What to produce. What is the number of lines below that include "shorts"? Give that number alone.

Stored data
>>>

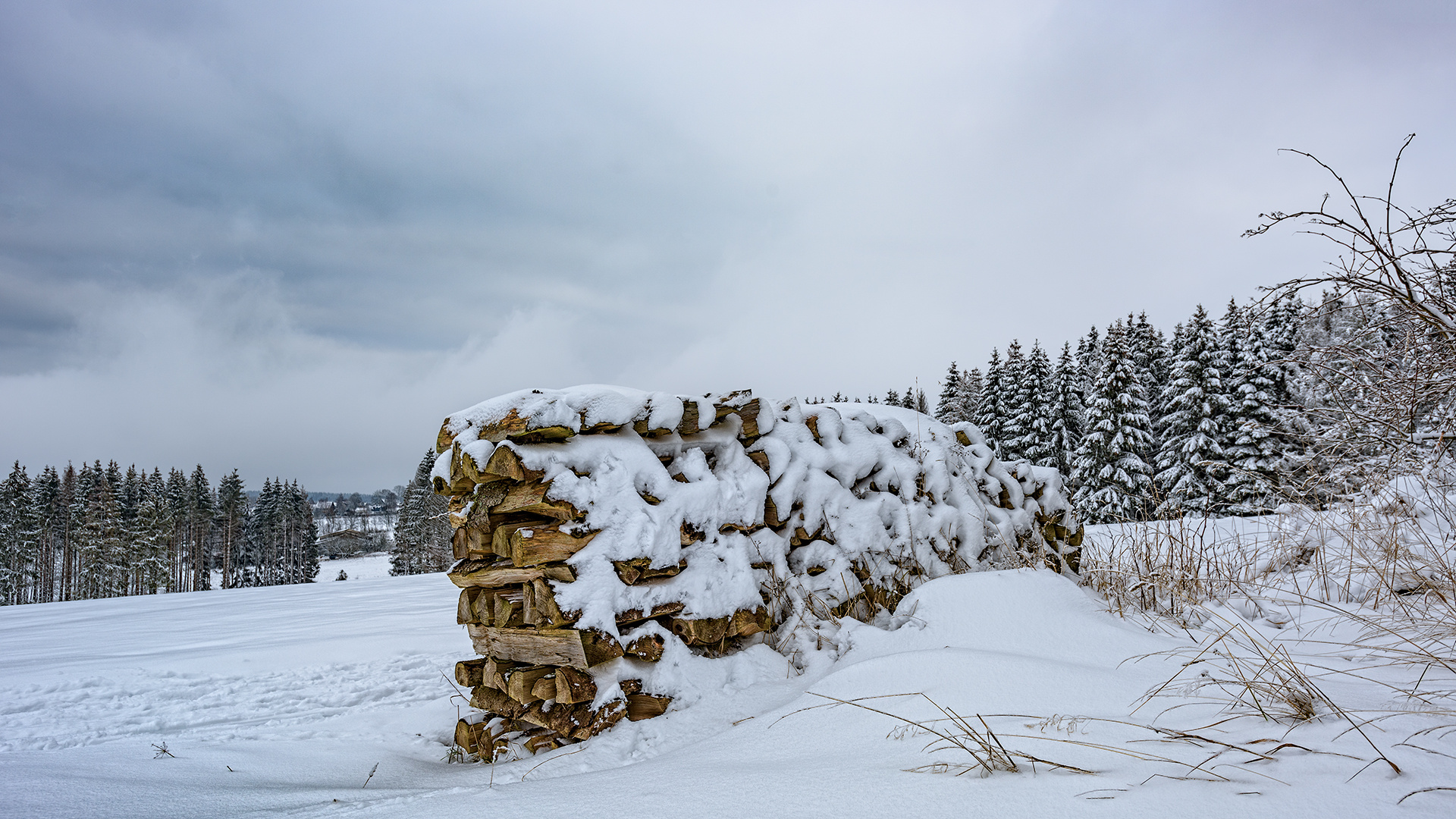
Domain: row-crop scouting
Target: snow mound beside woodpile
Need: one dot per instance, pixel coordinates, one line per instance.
(607, 538)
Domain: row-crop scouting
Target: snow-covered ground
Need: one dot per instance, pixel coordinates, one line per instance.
(284, 700)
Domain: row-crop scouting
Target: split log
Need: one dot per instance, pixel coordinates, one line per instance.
(506, 610)
(574, 687)
(638, 615)
(466, 608)
(707, 632)
(532, 544)
(471, 672)
(494, 575)
(701, 632)
(545, 689)
(689, 425)
(545, 646)
(647, 648)
(472, 738)
(522, 684)
(548, 614)
(641, 569)
(770, 513)
(506, 463)
(494, 673)
(761, 460)
(750, 621)
(645, 706)
(530, 497)
(545, 741)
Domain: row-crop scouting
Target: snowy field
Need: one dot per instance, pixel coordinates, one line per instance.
(284, 700)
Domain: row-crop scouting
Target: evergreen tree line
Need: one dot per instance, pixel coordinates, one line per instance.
(422, 531)
(101, 532)
(1218, 419)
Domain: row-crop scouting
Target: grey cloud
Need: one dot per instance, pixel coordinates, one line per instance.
(375, 215)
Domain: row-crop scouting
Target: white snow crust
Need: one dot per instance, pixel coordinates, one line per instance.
(281, 701)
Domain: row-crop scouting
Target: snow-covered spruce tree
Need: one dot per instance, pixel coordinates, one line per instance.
(17, 537)
(1191, 464)
(987, 417)
(1068, 414)
(422, 532)
(1003, 403)
(1112, 480)
(1090, 360)
(1260, 442)
(1150, 353)
(1031, 410)
(47, 510)
(946, 407)
(232, 515)
(200, 528)
(968, 400)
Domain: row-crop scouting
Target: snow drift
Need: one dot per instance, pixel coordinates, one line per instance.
(617, 532)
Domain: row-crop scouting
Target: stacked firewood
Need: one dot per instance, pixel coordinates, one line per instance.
(601, 535)
(535, 679)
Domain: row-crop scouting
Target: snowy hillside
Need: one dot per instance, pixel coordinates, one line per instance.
(286, 698)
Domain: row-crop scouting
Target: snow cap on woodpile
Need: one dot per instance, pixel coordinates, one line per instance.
(813, 510)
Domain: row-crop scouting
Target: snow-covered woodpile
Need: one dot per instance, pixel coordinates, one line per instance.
(606, 537)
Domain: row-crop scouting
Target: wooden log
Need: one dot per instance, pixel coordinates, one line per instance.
(770, 513)
(748, 413)
(545, 689)
(638, 615)
(532, 544)
(473, 736)
(761, 460)
(813, 425)
(705, 632)
(545, 741)
(530, 497)
(548, 613)
(516, 428)
(495, 701)
(522, 682)
(574, 687)
(689, 425)
(647, 706)
(545, 646)
(750, 621)
(495, 672)
(529, 614)
(601, 719)
(647, 648)
(495, 575)
(506, 464)
(506, 610)
(471, 672)
(466, 607)
(641, 570)
(702, 632)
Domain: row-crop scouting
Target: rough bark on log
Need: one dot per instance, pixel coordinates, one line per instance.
(471, 672)
(638, 615)
(546, 646)
(522, 682)
(641, 569)
(645, 706)
(532, 544)
(495, 575)
(530, 497)
(574, 687)
(647, 648)
(466, 607)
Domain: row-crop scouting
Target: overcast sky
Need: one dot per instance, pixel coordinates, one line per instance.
(291, 237)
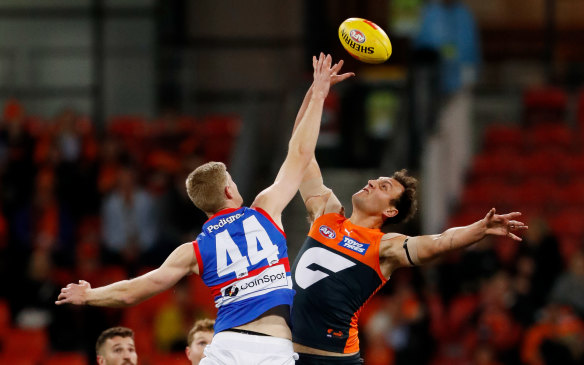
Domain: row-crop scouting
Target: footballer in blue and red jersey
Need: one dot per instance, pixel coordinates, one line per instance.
(243, 258)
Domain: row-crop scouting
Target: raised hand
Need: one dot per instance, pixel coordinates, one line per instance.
(504, 224)
(74, 293)
(335, 77)
(322, 75)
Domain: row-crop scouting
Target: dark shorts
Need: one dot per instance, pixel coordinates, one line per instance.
(309, 359)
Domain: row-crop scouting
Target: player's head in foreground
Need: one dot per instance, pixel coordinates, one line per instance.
(115, 346)
(211, 188)
(388, 200)
(199, 336)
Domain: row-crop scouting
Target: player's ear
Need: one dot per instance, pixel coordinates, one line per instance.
(390, 212)
(227, 191)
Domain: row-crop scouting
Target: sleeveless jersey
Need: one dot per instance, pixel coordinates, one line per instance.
(243, 259)
(335, 273)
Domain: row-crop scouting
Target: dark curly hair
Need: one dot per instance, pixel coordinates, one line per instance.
(407, 203)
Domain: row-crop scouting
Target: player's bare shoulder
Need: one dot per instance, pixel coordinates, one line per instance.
(391, 252)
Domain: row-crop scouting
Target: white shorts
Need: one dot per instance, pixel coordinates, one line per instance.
(232, 348)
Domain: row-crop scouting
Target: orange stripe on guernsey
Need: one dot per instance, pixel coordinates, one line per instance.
(338, 233)
(353, 340)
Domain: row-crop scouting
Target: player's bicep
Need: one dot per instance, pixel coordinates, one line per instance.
(181, 262)
(276, 197)
(422, 249)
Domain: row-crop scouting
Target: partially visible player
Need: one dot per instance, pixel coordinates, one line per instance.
(241, 253)
(198, 338)
(345, 261)
(115, 346)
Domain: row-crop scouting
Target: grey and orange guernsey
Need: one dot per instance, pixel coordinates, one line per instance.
(335, 273)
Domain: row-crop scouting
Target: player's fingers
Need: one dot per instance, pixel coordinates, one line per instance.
(514, 237)
(345, 76)
(328, 61)
(337, 67)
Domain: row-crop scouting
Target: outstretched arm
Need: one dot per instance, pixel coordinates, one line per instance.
(182, 261)
(301, 146)
(423, 249)
(318, 198)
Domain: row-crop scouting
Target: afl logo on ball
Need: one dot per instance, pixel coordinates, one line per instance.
(357, 36)
(327, 232)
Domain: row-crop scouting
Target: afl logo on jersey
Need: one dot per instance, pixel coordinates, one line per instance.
(327, 232)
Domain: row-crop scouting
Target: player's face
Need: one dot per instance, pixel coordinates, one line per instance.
(118, 351)
(195, 349)
(376, 196)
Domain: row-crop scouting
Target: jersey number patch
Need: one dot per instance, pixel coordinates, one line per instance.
(227, 249)
(314, 263)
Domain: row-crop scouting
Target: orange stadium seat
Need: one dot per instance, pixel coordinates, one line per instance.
(540, 164)
(503, 136)
(68, 358)
(572, 165)
(176, 358)
(551, 135)
(568, 223)
(500, 163)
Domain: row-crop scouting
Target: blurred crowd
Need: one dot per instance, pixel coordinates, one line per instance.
(99, 205)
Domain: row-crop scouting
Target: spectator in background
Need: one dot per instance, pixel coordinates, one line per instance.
(129, 221)
(538, 266)
(115, 346)
(448, 27)
(16, 160)
(569, 288)
(44, 222)
(199, 337)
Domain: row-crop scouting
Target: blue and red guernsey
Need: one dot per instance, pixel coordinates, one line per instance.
(243, 258)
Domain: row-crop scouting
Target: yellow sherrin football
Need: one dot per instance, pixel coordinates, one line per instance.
(365, 40)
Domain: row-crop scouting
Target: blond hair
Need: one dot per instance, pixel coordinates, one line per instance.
(202, 325)
(205, 186)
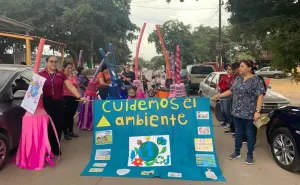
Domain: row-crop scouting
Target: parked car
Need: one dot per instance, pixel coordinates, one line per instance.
(271, 73)
(198, 73)
(283, 135)
(14, 82)
(208, 88)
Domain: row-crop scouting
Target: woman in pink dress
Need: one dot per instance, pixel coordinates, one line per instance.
(70, 101)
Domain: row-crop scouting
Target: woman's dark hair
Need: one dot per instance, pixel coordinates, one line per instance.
(132, 87)
(228, 66)
(80, 69)
(48, 57)
(251, 64)
(66, 64)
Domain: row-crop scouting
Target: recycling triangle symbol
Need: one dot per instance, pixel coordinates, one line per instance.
(103, 122)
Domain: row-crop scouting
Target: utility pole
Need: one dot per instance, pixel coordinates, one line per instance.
(220, 32)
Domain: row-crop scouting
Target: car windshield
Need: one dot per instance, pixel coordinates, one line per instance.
(5, 75)
(202, 70)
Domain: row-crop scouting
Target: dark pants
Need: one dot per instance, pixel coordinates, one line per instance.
(242, 127)
(55, 109)
(226, 104)
(103, 93)
(70, 109)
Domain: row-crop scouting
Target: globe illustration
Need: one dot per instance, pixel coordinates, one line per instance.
(148, 151)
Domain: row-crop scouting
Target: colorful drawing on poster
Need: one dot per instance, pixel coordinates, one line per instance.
(204, 145)
(102, 154)
(174, 175)
(203, 130)
(147, 173)
(103, 122)
(103, 137)
(102, 165)
(210, 174)
(206, 160)
(123, 172)
(96, 170)
(146, 151)
(202, 115)
(33, 94)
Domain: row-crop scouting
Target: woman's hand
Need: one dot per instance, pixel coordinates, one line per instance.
(216, 97)
(84, 100)
(257, 115)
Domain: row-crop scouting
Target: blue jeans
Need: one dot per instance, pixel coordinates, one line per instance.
(226, 104)
(242, 127)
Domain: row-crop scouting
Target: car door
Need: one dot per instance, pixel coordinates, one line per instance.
(205, 85)
(213, 88)
(14, 113)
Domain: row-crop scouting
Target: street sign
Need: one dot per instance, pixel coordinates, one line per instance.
(219, 45)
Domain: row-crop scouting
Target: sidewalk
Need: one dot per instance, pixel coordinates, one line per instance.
(76, 154)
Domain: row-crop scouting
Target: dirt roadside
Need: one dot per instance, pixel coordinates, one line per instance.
(287, 89)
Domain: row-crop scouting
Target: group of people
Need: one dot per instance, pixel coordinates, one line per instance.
(241, 97)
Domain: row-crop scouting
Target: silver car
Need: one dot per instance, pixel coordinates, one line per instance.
(271, 73)
(208, 88)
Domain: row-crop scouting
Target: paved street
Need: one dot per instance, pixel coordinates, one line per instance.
(76, 155)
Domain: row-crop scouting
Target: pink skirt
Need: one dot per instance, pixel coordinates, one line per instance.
(34, 147)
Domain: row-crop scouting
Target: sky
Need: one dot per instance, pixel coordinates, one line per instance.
(159, 11)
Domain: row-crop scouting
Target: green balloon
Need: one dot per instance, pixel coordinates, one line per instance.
(148, 151)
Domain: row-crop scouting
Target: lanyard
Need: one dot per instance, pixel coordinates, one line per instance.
(52, 77)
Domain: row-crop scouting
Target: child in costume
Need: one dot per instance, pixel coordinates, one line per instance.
(85, 121)
(132, 92)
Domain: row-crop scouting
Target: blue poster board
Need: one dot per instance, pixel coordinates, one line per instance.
(146, 138)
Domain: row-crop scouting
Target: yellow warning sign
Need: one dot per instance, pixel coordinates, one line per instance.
(103, 122)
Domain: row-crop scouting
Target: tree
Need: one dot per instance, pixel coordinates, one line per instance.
(174, 33)
(275, 24)
(81, 24)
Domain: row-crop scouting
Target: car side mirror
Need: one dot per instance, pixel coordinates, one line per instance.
(19, 95)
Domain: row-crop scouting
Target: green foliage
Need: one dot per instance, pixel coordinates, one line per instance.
(198, 45)
(157, 61)
(274, 24)
(77, 23)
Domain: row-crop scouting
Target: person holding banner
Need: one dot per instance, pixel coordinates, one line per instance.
(82, 80)
(129, 76)
(71, 104)
(53, 99)
(104, 81)
(248, 92)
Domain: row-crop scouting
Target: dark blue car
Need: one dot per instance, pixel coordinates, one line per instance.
(283, 134)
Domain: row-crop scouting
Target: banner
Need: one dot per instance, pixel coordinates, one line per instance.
(146, 138)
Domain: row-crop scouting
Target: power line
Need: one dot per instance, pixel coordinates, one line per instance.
(159, 8)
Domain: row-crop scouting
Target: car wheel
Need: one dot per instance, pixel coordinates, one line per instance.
(218, 111)
(276, 76)
(4, 150)
(284, 150)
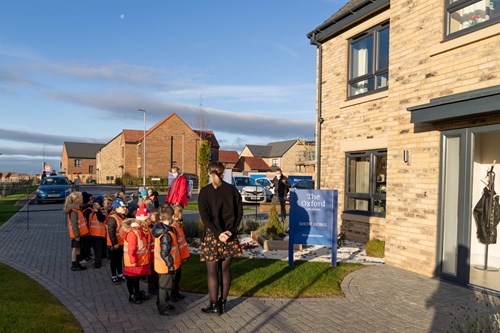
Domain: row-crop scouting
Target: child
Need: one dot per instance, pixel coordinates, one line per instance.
(135, 259)
(167, 259)
(183, 249)
(77, 227)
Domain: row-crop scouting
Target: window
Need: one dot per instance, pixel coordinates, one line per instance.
(366, 177)
(471, 14)
(369, 61)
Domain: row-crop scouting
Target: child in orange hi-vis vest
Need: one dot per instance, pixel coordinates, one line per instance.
(183, 250)
(167, 259)
(77, 226)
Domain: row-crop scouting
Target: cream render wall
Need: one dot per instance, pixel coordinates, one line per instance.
(421, 66)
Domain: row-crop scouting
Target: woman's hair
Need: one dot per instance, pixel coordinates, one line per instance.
(216, 171)
(166, 213)
(177, 212)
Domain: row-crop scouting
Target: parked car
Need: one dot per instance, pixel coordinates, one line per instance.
(249, 190)
(53, 188)
(266, 184)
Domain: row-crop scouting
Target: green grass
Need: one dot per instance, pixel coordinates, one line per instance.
(25, 306)
(8, 204)
(272, 278)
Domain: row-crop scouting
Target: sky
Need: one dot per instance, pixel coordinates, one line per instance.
(79, 70)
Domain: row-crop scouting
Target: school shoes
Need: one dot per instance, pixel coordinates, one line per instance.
(211, 308)
(169, 311)
(134, 299)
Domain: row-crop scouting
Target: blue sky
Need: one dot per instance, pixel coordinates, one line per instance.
(79, 70)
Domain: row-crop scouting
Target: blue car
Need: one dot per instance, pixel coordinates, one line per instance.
(54, 188)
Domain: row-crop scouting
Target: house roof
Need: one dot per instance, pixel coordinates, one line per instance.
(251, 163)
(209, 136)
(82, 150)
(350, 14)
(272, 149)
(228, 156)
(132, 135)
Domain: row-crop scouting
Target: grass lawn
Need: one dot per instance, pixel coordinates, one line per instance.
(25, 306)
(272, 278)
(8, 204)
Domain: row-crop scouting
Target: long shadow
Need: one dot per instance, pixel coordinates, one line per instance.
(463, 309)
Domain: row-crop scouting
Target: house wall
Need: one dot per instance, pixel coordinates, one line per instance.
(421, 67)
(109, 160)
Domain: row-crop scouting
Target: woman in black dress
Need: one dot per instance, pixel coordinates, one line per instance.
(221, 211)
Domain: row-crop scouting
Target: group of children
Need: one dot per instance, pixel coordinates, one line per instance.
(141, 240)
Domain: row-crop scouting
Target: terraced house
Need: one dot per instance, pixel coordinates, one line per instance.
(408, 126)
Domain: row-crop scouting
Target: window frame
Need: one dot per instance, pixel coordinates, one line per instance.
(372, 195)
(376, 72)
(451, 7)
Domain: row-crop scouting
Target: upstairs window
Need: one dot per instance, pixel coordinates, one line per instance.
(369, 61)
(471, 15)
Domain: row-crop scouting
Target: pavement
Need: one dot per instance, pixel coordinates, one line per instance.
(378, 298)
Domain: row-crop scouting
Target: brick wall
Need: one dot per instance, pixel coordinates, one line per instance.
(421, 67)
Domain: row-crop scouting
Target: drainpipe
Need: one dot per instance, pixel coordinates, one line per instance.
(319, 119)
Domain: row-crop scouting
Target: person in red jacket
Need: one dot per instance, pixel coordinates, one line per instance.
(177, 192)
(135, 259)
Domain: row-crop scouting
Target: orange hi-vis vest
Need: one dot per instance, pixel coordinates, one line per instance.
(97, 229)
(120, 233)
(160, 265)
(82, 224)
(142, 250)
(182, 243)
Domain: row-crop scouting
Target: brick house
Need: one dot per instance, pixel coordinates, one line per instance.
(228, 158)
(78, 159)
(169, 142)
(292, 156)
(408, 117)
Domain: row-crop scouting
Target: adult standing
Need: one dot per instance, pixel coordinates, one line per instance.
(221, 211)
(281, 186)
(177, 192)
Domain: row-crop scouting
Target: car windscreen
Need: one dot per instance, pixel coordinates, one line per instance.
(243, 181)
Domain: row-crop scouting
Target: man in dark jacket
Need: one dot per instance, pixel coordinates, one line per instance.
(281, 186)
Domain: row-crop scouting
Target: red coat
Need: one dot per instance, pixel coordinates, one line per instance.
(132, 244)
(177, 193)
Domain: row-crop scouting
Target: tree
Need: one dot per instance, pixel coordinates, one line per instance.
(203, 163)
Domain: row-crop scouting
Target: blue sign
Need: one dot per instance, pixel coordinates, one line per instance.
(313, 220)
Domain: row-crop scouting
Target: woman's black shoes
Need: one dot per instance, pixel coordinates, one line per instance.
(211, 308)
(222, 306)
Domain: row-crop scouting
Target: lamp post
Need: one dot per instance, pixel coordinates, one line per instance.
(144, 150)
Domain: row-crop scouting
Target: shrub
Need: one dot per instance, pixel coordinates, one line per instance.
(375, 248)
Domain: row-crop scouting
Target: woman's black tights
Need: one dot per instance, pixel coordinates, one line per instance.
(133, 285)
(214, 281)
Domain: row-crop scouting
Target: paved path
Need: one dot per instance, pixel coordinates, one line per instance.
(378, 298)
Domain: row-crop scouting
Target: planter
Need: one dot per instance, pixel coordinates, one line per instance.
(271, 245)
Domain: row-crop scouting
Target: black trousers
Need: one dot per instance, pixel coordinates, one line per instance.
(99, 245)
(116, 262)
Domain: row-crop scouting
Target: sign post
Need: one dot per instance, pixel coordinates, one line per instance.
(313, 220)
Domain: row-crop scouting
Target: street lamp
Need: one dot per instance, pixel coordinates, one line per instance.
(144, 149)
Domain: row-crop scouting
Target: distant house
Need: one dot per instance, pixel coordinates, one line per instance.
(228, 158)
(292, 156)
(170, 142)
(78, 159)
(250, 163)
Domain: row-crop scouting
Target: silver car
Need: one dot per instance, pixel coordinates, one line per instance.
(249, 190)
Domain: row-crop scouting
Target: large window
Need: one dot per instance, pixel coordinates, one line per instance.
(366, 179)
(471, 14)
(369, 61)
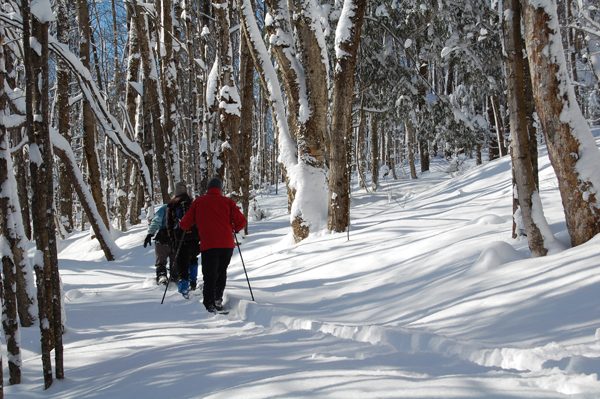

<<<

Expected answer. 2